### Objetivo do exercício
Transcreva o trecho do texto sobre os artistas e seus financiadores entre "A explicação é" e "fez o mesmo?", inclusive, trocando "ingressos" por "entradas".

A explicação é fácil, porque antes mesmo de pedir para nós o nosso produto, a gente já doou. Quantos amigos já te ofereceram ingresso para dias de peça? Quantos amigos já te deram ingressos para shows? Quantos conhecidos já te deram livros de sua autoria?  As vezes, mal conhecemos alguém e prontamente já oferecem ingressos de sua apresentação. E você, quantas vezes já fez o mesmo?

Daí hoje a nossa classe critica que as empresas e o governo são os únicos mecenas da nossa profissão. Algumas vezes como forma de publicidade direta, utilizando-se do talento criativo de artistas para vender diretamente seu produto. Em outras, apoiando como mecenas no sentido ipsum literis, investindo seu capital para realizar atividades artísticas, seja ela qual for : o teatro, a literatura, a música e assim sucessivamente. Hoje praticamente só há artistas profissionais porque algumas empresas e o governo (municipal, estadual e federal) são os únicos que financiam a maior parte dos eventos e produtos artísticos. Não fossem eles, seríamos todos amadores, ou a míngua sem casa e comida num picadeiro qualquer– porque nós artistas amamos tanto sê-lo que nos desdobraríamos em um emprego comum ou chegaríamos ao ponto de abandonar tudo, para apenas ser o que somos.

Há quem considere que a nossa atividade deveria ser toda financiada pelo governo. Não estão de todo errado, pois boa parte do financiamento privado está atrelado a leis de incentivo, que em muitos casos são totalmente abatidos em impostos. Porém, um breve parênteses,  deveríamos ficar ainda mais ressabiados de relegar nossa atividade a apenas um “cliente”. Quais serão os critérios de escolha de um cliente único? Quem desagradasse ele não estaria automaticamente fora? E, todos sabem, quanto menos concorrência, mais desvalorizado fica nosso serviço. A diversidade de fontes, mesmo que não tão diversa assim, é mais benéfica, do que maléfica. Pois bem, fica a dica.

Registros de marcação de pontos:
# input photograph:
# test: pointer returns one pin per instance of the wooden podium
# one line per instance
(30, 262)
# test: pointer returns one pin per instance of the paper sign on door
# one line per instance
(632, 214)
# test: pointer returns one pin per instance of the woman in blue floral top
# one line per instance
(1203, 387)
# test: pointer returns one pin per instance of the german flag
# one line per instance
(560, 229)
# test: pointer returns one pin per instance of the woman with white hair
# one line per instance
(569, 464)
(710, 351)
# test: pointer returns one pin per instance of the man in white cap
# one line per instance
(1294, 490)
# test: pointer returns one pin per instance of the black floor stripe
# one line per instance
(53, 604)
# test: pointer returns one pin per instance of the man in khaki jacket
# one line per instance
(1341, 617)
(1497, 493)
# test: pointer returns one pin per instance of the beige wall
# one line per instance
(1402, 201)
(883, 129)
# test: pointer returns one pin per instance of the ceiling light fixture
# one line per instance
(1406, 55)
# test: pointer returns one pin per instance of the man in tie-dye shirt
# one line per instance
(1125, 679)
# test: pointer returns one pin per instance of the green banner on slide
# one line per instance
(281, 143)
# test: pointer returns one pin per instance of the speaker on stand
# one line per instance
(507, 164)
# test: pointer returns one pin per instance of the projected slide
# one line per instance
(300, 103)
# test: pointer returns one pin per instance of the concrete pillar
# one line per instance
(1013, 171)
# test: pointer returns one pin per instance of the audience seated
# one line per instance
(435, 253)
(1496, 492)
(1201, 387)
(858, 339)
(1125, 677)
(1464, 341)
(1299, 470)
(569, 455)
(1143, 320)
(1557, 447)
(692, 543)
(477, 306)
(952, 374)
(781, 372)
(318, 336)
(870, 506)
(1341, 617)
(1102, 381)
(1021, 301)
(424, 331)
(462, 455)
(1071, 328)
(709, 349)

### Resultado do exercício
A explicação é fácil, porque antes mesmo de pedir para nós o nosso produto, a gente já doou. Quantos amigos já te ofereceram ingresso para dias de peça? Quantos amigos já te deram entradas para shows? Quantos conhecidos já te deram livros de sua autoria?  As vezes, mal conhecemos alguém e prontamente já oferecem entradas de sua apresentação. E você, quantas vezes já fez o mesmo?